Direction:
Answer these three questions from the comment thread excerpt below.
(a) Under choice number 3, what does the writer say America becomes?
(b) Which book by Thomas Frank is named?
(c) What does the final paragraph call the only solution to the problem?

Source excerpt:
■ ■ ■ ■ ■ ■ ■

Choice #2, we can have another revolution and settle thing on the battle field. Not good option, but when government become willfully and resolutely unresponsive and indifferent to the will and desires of the people, it kind of drastically narrows the options for getting things done.

Choice number 3, accept the rule of oligarchs and plutocrats and allow ourselves to transformed into the subjects they require, instead of the citizens we should be. Passively watch as America becomes Amerika, a totalitarian and repressive fascist state. We're steadily heading in that direction now, in a peicemeal fashion. We will certainly get their if nothing is done.

Just my two drachmas' worth.

cund_gulag's picture

At least there's still a few people out there telling the truth...

Sheldon exist in government. His solution is not
a concrete one though, needs work. Can we rally around this
speech? Could we actually get the public to listen
and react to it?????

It won't be popular, but Thomas Frank (The Wrecking Crew) outlines the problem... the revolving door. If a bureaucrat will do industry's bidding at a regulatory agency he/she can then cash out for a great salary in the industry (or lobbying business.)

The only solution to the problem is to make government employment a lifetime career track that makes individual government bureaucrats at least as wealthy on a personal basis as the people they supposedly regulate.

■ ■ ■ ■ ■ ■ ■

Given data:
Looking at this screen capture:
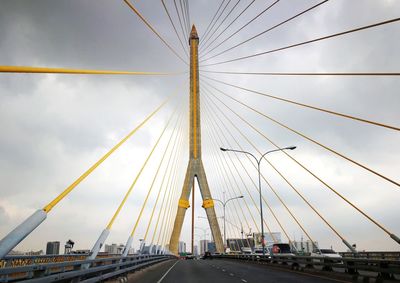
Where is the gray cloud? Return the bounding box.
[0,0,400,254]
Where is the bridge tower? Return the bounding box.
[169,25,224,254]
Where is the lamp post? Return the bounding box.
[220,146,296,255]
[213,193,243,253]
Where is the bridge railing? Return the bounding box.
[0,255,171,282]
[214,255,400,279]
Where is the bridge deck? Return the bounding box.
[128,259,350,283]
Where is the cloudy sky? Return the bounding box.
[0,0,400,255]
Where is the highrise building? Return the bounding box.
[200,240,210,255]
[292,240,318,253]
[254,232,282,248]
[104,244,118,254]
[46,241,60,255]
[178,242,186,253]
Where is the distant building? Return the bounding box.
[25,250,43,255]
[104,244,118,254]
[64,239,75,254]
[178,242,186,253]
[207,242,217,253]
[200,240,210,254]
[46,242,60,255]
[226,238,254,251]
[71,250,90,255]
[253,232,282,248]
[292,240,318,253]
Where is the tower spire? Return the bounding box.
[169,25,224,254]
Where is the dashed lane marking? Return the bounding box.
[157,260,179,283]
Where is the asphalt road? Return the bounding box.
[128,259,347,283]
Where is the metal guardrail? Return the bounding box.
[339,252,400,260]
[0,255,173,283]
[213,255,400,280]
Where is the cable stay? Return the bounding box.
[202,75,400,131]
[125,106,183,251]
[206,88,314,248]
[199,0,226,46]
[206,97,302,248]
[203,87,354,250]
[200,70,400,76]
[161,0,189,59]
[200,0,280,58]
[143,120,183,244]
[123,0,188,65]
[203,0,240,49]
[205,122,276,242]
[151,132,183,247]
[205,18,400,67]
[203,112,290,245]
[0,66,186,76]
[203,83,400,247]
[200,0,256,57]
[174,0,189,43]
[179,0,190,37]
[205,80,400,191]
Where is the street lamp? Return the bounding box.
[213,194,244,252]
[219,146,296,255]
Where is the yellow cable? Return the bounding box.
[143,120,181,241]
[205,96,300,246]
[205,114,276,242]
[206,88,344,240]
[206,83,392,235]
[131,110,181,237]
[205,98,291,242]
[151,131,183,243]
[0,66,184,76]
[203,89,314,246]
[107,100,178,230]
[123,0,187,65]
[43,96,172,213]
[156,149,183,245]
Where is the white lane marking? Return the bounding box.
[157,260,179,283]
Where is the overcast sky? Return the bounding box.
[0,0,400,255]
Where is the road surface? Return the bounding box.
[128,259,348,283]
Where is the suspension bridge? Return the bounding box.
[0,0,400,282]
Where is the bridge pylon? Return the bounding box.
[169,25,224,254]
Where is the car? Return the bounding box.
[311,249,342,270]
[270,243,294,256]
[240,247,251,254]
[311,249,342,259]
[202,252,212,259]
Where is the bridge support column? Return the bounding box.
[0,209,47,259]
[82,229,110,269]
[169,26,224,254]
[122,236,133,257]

■ ■ ■ ■ ■ ■ ■

Output:
(a) America becomes "Amerika," a totalitarian and repressive fascist state.
(b) The Wrecking Crew.
(c) Making government employment a lifetime career track that leaves individual government bureaucrats at least as wealthy personally as the people they supposedly regulate.